**REQUIREMENT:** Copy out the items below word for word, starting at the very first line and ending at the line that contains "697 276 L 699", with both of those lines included.
──────── ROWS ────────
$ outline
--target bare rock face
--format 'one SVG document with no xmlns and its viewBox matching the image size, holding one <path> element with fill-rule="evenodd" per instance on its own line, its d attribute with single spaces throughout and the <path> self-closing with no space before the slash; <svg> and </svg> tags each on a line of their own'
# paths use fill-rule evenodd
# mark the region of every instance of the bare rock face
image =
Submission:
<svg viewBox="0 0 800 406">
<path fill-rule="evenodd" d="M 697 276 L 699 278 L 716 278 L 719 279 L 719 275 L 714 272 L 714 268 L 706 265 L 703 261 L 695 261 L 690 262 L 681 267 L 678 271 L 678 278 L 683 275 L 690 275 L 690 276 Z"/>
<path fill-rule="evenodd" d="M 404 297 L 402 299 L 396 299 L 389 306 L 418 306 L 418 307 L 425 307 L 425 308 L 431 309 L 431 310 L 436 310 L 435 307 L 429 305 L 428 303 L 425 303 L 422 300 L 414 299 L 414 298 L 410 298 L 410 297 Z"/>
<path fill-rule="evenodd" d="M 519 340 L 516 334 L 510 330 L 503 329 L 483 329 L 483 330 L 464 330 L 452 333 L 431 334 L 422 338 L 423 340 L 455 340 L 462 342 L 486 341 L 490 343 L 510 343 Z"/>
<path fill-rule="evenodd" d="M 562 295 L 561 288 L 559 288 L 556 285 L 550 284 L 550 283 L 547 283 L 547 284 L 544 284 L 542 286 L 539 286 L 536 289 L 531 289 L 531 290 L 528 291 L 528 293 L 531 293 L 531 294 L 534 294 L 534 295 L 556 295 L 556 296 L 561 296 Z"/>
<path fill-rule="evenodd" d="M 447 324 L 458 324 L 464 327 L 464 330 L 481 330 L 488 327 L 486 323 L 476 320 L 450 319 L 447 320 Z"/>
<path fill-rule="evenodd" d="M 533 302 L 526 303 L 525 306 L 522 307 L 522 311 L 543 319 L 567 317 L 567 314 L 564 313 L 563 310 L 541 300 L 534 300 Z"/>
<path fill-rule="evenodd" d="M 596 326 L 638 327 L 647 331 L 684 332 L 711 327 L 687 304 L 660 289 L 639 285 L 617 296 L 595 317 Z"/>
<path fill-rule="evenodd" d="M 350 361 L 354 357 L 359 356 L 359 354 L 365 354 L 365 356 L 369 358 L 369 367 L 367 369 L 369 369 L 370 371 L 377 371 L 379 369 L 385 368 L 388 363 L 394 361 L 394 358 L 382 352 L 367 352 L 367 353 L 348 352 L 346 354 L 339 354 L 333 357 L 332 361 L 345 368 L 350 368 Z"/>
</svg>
────────
**FINISHED ANSWER:**
$ outline
--target bare rock face
--format 'one SVG document with no xmlns and its viewBox matching the image size, holding one <path> element with fill-rule="evenodd" per instance on its own line, its d attribute with single spaces throughout and the <path> self-closing with no space before the slash; <svg> and </svg> tags each on a line of their own'
# paths use fill-rule evenodd
# mark the region of every instance of the bare rock face
image =
Submission:
<svg viewBox="0 0 800 406">
<path fill-rule="evenodd" d="M 697 276 L 699 278 L 716 278 L 719 279 L 719 275 L 714 272 L 714 268 L 706 265 L 703 261 L 695 261 L 690 262 L 681 267 L 678 271 L 678 278 L 683 275 L 690 275 L 690 276 Z"/>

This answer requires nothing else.